Lectura del libro del Deuteronomio - 18,15-20

Moisés habló al pueblo, diciendo: «El Señor, tu Dios, te suscitará de entre los tuyos, de entre tus hermanos, un profeta como yo. A él lo escucharéis. Es lo que pediste al Señor, tu Dios, en el Horeb el día de la asamblea: “No quiero volver a escuchar la voz del Señor mi Dios, ni quiero ver más ese gran fuego, para no morir”. El Señor me respondió: “Está bien lo que han dicho. Suscitaré un profeta de entre sus hermanos, como tú. Pondré mis palabras en su boca, y les dirá todo lo que yo le mande. Yo mismo pediré cuentas a quien no escuche las palabras que pronuncie en mi nombre. Y el profeta que tenga la arrogancia de decir en mi nombre lo que yo no le haya mandado, o hable en nombre de dioses extranjeros, ese profeta morirá”». 

El terror provocado por los truenos, relámpagos y fulgores, en los que se manifestaba la voz de Dios en el Sinaí, hizo que los israelitas protestasen de esta manera: “No quiero volver a escuchar la voz del Señor, mi Dios, ni quiero ver más ese gran fuego, para no morir”. El Señor entiende este protesta y, por eso, les promete un profeta, salido del mismo pueblo, que les hablará en su nombre. Este profeta será, semejante a Moisés, un fiel intermediario entre ellos y Dios; hablará con Dios directamente y comunicará al pueblo lo que Dios le dicte. Cualquier otro que diga que habla en nombre de Dios, y no sea sea así, será castigado, lo mismo que aquél que hable en nombre de un dios extranjero.

        Este fragmento del libro del Deuteronomio contiene, según Benedicto XVI, en su libro Jesús de Nazaret -del que me sirvo para elaborar este comentario- una de las promesas mesiánicas más importantes del Antiguo Testamento y, por ello, es clave para comprender la persona y el comportamiento de Jesús. En él no se promete un nuevo David, sino un nuevo Moisés, alguien que hablará cara a cara con Dios y transmitirá fielmente su mensaje. Esto era lo característico de Moisés: el hecho de que trataba directamente con Dios, de que mantenía con Dios un diálogo, del cual brotaban los hechos prodigiosos, que de él se cuentan, sus palabras al pueblo y el establecimiento de la Ley -el camino que había que seguir para ser fiel a los planes de Dios-. Este trato con el Altísimo es lo que hacía que Moisés fuese el mediador de la alianza de Dios con Israel.

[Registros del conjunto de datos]

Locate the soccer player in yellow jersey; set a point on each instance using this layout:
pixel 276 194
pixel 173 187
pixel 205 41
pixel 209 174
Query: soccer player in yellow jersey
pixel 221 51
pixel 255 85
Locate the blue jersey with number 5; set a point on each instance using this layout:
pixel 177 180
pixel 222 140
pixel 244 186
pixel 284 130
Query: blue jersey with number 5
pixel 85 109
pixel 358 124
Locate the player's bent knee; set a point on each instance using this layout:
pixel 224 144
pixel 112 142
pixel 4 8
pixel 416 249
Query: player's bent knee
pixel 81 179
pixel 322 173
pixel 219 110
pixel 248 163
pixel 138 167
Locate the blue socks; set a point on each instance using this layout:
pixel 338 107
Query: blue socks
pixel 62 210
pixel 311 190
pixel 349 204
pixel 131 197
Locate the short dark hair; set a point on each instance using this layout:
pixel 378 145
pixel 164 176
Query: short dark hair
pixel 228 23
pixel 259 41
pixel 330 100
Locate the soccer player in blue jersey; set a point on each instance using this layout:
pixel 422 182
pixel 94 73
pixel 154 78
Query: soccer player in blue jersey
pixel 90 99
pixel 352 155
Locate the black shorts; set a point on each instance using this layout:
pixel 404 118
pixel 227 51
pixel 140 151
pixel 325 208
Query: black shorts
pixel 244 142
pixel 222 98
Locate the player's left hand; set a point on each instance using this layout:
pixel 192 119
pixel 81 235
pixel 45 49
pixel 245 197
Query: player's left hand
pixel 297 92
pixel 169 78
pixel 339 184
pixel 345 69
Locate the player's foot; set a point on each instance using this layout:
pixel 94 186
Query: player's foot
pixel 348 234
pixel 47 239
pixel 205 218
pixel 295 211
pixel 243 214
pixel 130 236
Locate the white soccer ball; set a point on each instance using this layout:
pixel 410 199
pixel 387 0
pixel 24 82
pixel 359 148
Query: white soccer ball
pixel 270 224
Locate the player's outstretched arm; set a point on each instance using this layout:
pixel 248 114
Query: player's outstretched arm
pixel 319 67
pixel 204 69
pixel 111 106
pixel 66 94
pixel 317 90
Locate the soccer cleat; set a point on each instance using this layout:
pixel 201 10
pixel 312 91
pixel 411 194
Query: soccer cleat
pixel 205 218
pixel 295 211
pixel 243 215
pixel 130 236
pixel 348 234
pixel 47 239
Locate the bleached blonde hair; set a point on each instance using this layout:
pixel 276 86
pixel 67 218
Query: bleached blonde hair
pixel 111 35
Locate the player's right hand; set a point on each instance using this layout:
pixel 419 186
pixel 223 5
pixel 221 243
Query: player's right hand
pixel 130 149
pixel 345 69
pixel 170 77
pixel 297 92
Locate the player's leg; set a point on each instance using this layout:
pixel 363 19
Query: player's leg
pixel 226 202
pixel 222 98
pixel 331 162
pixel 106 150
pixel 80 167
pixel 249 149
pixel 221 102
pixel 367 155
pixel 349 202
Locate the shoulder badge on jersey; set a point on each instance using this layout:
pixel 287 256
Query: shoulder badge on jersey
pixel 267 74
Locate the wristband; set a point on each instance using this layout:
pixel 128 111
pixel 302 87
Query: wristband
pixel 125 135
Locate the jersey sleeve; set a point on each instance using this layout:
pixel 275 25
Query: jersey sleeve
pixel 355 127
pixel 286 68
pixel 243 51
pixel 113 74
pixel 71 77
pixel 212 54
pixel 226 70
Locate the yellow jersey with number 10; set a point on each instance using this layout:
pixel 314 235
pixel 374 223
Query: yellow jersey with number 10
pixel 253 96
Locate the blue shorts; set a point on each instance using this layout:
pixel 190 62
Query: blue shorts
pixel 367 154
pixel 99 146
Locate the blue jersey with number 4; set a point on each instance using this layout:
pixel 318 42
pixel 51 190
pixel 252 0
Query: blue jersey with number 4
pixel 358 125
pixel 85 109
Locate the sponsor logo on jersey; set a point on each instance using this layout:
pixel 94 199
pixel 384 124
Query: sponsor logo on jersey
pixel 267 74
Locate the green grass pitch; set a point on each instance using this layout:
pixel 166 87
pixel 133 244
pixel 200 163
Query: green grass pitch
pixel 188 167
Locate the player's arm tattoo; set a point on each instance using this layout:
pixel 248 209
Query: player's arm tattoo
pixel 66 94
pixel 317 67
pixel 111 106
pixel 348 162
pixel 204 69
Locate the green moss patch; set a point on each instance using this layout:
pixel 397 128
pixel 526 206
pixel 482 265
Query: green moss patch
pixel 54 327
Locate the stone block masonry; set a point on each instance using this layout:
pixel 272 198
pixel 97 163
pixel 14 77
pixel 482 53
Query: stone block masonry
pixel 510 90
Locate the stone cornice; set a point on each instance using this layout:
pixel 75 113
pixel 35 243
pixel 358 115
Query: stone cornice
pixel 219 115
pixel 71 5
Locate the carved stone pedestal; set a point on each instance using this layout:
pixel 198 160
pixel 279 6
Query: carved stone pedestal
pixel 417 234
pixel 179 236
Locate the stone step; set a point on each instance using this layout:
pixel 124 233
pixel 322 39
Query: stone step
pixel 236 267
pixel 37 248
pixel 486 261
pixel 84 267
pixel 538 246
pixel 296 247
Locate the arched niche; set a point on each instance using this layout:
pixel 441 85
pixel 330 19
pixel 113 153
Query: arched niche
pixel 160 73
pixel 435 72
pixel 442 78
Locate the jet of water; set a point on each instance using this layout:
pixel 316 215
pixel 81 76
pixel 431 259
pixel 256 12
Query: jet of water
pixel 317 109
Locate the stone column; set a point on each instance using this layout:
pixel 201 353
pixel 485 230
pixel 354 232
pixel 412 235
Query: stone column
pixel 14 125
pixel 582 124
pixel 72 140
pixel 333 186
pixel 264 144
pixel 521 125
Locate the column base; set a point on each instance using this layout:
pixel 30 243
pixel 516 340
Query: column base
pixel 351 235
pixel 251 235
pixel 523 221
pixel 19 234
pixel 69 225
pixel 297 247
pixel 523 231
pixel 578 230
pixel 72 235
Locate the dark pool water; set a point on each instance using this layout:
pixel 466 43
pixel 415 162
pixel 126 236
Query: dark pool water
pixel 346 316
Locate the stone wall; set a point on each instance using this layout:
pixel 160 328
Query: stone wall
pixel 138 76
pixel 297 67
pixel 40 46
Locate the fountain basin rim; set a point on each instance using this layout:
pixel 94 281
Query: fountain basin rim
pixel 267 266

== Qué se pide ==
[A] Actualiza el comentario sobre Deuteronomio 18,15-20: reproduce el tramo que empieza con "Este fragmento del" y continúa hasta "Dios con Israel.", sustituyendo "diálogo" por "coloquio".
[B] Redacta la continuación del comentario sobre el profeta prometido en Deuteronomio 18,15-20 a partir de su última oración.
Los registros son un material aparte, sin relación con el texto.

== Resultados por tarea ==
[A]
Este fragmento del libro del Deuteronomio contiene, según Benedicto XVI, en su libro Jesús de Nazaret -del que me sirvo para elaborar este comentario- una de las promesas mesiánicas más importantes del Antiguo Testamento y, por ello, es clave para comprender la persona y el comportamiento de Jesús. En él no se promete un nuevo David, sino un nuevo Moisés, alguien que hablará cara a cara con Dios y transmitirá fielmente su mensaje. Esto era lo característico de Moisés: el hecho de que trataba directamente con Dios, de que mantenía con Dios un coloquio, del cual brotaban los hechos prodigiosos, que de él se cuentan, sus palabras al pueblo y el establecimiento de la Ley -el camino que había que seguir para ser fiel a los planes de Dios-. Este trato con el Altísimo es lo que hacía que Moisés fuese el mediador de la alianza de Dios con Israel.

[B]
        Pero esta mediación no era completa, pues a Moisés, aunque se le permitía estar muy cerca de Dios, le estaba vetado ver su rostro. Lo vemos en este texto del Éxodo: “Dijo el Señor a Moisés: al pasar mi Gloria, te pondré en el hueco de la roca y te cubriré con mi mano hasta que yo haya pasado. Después sacaré mi mano y tú entonces verás mis espaldas; pero mi rostro no lo puedes ver” (Ex 33,21-23). Ésta es la diferencia entre Jesús y Moisés. Jesús es ese profeta que ve directamente a Dios -no su espalda, sino su mismo rostro- y puede por ello hablar plenamente de lo que ha visto: ello hace que sea el Mediador de una alianza superior a la primera.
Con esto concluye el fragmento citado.